**Objective:**
Could you copy out, unchanged, the stretch of data from the line containing "If you could segment every instance of the tree" through the line containing "180 116 L 0", including both of those lines?

· · · · ·

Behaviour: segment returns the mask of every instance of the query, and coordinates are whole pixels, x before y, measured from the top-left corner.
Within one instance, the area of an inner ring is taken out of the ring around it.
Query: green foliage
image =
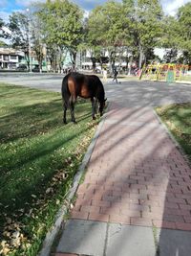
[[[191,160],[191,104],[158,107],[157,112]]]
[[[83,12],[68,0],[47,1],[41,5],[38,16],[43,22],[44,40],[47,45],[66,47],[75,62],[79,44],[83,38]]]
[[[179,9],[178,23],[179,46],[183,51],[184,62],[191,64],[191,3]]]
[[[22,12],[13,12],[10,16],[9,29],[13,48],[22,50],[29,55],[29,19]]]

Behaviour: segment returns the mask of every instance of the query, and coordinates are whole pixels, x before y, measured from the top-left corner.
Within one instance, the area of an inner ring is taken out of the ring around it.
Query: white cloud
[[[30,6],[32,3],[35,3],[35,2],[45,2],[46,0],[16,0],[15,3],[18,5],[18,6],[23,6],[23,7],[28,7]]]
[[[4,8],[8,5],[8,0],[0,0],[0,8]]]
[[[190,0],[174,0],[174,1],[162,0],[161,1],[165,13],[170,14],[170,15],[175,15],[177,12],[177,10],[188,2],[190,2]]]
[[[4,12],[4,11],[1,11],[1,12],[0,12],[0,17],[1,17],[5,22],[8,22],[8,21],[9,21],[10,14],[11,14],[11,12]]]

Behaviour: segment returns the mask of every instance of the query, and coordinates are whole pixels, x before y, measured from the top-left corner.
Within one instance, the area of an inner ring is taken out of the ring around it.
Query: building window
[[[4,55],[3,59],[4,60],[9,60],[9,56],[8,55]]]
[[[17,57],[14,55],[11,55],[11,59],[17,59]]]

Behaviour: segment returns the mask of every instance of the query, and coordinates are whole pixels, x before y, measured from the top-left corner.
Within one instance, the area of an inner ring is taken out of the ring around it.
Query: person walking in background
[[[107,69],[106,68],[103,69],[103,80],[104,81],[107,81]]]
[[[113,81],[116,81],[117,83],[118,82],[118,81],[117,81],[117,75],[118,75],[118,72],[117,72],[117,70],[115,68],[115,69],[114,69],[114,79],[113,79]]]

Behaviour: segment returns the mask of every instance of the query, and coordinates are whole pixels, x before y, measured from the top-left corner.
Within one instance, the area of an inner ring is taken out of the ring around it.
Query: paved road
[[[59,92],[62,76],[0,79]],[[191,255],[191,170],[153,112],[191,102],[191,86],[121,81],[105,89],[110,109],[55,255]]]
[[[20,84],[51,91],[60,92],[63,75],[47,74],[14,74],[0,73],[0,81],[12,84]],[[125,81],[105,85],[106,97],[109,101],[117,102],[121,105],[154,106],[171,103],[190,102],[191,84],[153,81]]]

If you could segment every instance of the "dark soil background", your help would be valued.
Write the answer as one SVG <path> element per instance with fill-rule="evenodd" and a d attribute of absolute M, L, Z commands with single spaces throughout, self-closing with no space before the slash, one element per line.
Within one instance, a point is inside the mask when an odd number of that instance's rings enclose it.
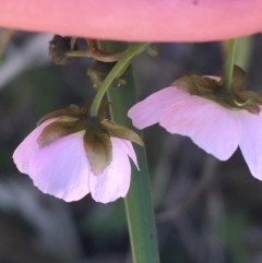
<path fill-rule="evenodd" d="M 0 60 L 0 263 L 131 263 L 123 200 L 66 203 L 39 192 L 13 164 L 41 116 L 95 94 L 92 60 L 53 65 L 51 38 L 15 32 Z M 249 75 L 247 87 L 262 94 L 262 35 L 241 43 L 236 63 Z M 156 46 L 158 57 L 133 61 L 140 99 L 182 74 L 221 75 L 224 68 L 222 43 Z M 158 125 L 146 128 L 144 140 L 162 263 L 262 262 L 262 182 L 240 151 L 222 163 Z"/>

· · · · ·

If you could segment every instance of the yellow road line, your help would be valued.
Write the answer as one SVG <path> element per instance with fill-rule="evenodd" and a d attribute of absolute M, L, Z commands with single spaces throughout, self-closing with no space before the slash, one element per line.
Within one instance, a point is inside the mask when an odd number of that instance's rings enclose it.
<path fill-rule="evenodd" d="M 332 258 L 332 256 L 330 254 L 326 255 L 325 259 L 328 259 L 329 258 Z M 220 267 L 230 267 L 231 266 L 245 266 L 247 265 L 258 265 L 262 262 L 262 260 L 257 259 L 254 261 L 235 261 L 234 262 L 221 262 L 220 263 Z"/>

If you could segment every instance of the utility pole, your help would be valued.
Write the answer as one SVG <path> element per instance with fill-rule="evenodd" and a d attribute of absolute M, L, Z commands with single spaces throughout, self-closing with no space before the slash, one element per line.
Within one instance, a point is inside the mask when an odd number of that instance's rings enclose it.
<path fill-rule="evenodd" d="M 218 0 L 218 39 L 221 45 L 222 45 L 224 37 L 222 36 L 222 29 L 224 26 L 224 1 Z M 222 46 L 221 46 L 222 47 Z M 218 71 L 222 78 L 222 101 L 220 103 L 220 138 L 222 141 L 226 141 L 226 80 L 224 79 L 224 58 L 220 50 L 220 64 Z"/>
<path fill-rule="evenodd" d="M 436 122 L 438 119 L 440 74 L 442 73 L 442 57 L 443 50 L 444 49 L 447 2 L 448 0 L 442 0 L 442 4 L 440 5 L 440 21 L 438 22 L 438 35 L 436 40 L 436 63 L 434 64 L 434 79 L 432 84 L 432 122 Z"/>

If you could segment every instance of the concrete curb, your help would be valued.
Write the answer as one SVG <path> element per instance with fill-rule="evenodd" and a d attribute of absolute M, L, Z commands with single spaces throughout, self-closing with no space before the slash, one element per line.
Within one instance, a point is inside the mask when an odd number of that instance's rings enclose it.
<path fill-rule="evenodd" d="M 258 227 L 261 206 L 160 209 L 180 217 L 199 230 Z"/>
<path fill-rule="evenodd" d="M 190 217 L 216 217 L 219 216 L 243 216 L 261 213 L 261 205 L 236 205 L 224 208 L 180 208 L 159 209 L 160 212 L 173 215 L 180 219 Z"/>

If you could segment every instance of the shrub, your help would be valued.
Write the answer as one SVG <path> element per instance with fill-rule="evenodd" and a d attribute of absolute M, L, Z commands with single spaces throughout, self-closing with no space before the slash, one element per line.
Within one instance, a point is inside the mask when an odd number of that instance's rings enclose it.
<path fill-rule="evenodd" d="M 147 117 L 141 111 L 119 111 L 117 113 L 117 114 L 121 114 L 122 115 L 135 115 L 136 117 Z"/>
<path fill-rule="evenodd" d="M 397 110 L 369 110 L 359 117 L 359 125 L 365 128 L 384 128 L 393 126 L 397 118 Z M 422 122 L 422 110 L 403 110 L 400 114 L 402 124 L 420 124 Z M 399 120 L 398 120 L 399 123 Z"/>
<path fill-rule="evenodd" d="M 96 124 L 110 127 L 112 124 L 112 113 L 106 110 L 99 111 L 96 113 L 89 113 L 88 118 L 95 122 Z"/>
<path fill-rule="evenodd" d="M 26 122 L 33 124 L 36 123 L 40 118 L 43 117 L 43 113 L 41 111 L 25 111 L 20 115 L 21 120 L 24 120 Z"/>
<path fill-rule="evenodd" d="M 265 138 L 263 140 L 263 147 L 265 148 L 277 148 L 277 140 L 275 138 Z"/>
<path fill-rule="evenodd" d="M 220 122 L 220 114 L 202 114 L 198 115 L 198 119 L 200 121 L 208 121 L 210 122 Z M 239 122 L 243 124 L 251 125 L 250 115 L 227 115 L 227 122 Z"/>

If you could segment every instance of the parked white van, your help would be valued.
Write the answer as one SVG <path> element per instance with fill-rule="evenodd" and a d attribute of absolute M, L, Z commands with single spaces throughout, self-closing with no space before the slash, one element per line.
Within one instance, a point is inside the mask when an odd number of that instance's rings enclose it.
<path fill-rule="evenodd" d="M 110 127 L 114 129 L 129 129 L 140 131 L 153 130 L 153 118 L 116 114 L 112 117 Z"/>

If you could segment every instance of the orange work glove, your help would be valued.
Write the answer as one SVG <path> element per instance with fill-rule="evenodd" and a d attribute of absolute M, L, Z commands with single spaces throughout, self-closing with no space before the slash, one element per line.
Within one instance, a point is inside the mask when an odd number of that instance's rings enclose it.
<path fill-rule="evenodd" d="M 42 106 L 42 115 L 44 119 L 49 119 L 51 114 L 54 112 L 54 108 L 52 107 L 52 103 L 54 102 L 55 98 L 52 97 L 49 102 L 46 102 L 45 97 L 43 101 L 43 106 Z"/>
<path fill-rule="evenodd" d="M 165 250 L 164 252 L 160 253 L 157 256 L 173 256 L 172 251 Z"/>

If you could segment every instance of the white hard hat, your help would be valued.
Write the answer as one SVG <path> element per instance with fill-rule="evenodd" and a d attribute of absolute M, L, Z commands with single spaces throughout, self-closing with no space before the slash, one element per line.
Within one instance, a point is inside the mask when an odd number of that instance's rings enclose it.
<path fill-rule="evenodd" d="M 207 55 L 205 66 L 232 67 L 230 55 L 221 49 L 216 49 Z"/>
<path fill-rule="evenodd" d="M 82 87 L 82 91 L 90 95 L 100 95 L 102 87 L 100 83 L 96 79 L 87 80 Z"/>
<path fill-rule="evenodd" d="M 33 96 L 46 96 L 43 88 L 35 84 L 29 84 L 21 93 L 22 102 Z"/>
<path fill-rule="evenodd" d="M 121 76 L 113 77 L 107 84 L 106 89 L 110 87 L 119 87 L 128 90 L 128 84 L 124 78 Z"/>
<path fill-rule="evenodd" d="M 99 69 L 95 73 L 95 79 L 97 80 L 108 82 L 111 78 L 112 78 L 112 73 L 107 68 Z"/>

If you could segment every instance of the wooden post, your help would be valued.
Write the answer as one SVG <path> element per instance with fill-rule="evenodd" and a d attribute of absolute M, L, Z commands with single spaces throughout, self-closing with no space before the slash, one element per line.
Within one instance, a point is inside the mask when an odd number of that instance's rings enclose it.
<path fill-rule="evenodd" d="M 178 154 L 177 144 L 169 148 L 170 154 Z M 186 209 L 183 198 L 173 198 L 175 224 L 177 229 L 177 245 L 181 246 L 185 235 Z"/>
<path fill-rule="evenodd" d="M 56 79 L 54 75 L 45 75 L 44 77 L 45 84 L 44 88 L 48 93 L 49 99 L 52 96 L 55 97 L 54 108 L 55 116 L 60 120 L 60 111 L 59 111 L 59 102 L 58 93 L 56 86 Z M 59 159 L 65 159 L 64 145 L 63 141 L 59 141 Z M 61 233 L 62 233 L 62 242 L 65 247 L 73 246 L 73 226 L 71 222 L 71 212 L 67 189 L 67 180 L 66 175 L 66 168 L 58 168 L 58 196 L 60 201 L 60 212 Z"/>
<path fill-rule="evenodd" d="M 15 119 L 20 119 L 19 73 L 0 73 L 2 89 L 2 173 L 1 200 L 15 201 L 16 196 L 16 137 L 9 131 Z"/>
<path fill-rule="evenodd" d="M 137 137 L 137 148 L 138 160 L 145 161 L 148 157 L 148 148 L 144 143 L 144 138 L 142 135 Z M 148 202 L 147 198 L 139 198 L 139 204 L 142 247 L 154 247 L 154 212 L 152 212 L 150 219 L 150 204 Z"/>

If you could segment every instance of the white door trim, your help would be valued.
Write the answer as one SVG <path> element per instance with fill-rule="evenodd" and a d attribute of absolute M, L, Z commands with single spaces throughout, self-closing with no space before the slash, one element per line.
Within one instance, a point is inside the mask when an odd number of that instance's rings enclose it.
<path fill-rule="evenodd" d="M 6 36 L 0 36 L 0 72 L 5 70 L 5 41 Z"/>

· · · · ·

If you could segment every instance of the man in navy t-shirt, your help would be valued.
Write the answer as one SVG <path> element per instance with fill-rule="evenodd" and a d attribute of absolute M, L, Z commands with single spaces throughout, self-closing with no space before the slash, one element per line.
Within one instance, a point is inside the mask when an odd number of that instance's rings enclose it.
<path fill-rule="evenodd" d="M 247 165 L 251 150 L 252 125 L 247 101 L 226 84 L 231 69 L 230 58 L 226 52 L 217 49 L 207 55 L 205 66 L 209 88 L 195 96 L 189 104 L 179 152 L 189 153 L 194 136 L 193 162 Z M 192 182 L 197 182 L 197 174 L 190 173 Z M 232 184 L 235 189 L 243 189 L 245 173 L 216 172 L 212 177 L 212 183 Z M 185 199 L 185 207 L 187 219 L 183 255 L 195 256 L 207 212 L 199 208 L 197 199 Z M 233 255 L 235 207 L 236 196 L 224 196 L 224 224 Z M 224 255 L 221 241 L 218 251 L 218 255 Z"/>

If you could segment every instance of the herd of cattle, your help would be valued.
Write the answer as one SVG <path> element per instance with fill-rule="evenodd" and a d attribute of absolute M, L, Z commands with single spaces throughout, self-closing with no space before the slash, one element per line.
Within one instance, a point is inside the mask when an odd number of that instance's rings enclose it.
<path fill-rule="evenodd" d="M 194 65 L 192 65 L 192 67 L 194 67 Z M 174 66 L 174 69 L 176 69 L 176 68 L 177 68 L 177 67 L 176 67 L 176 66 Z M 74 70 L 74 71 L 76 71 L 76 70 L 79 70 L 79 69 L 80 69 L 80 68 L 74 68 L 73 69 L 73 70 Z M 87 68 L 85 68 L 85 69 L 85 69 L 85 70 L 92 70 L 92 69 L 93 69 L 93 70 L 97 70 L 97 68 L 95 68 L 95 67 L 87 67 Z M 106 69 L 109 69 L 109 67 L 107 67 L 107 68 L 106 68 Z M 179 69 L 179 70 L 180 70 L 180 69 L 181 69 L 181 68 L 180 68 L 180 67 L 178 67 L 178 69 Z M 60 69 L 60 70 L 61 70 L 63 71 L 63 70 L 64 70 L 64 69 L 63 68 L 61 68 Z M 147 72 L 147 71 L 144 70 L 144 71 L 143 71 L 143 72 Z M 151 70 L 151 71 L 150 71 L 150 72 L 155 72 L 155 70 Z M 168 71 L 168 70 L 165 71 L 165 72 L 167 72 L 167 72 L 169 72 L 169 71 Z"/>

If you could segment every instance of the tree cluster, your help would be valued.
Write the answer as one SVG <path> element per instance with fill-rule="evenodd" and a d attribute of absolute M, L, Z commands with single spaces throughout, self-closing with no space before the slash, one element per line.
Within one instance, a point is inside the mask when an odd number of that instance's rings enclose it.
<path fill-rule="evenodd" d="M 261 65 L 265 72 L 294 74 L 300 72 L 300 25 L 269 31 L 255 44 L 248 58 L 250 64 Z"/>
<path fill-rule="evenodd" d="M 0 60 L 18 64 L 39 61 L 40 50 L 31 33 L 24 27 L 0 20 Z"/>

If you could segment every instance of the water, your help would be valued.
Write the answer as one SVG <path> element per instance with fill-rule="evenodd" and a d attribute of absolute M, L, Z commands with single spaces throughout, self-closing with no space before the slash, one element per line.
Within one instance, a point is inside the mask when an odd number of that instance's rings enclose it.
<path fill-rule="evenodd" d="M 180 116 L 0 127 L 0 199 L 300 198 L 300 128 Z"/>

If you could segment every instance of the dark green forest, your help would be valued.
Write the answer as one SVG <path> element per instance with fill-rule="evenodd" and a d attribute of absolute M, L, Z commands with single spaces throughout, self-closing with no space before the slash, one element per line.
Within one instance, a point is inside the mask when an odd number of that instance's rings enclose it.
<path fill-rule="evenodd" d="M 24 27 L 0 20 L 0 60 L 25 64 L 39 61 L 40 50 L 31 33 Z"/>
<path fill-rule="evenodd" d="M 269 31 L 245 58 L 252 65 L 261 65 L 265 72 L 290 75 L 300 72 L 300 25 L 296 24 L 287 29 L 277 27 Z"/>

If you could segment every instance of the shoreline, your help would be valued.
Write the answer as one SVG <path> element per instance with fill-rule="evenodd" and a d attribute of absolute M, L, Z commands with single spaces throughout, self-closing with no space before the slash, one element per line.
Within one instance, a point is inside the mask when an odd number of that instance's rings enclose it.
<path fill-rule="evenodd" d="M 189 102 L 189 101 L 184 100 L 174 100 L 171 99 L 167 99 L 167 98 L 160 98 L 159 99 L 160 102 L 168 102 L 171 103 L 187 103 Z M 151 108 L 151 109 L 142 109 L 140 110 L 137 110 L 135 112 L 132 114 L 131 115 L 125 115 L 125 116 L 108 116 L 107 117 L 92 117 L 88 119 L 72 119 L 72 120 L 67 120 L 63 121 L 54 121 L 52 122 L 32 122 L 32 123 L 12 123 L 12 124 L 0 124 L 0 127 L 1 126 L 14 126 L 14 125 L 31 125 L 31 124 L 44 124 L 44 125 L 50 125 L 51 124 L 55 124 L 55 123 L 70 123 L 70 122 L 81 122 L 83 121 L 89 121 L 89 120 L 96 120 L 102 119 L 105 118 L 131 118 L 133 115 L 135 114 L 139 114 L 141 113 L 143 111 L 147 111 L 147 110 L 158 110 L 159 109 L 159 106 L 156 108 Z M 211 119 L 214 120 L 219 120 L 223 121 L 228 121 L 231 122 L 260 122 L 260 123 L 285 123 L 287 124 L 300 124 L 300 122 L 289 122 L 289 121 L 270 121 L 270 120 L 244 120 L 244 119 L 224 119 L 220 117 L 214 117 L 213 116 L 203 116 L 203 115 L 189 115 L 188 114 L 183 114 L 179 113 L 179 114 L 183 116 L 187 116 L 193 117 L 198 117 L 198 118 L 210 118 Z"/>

· · · · ·

**Answer to this problem:**
If you could segment every instance of the tree cluster, your help would be valued.
Write the answer as one SVG <path> element per instance with fill-rule="evenodd" and a d attribute of absolute M, L, Z commands with single spaces throughout, self-closing with no space before the slash, one element per line.
Within one instance, a point is inside the mask when an odd number of that instance's rings enclose it.
<path fill-rule="evenodd" d="M 261 65 L 265 72 L 294 74 L 300 72 L 300 25 L 269 31 L 255 44 L 248 58 L 250 64 Z"/>
<path fill-rule="evenodd" d="M 0 60 L 18 64 L 39 61 L 40 50 L 31 33 L 24 27 L 0 20 Z"/>

If you could segment every instance of the water, your help would be valued.
Write the answer as one SVG <path> element per instance with fill-rule="evenodd" and a d attribute of absolute M, L, Z commands with single spaces throughout, self-closing with no space before the slash, one element per line.
Within one instance, a point is inside the mask when an odd number of that instance's rings enclose it.
<path fill-rule="evenodd" d="M 180 116 L 0 127 L 0 199 L 300 198 L 300 128 Z"/>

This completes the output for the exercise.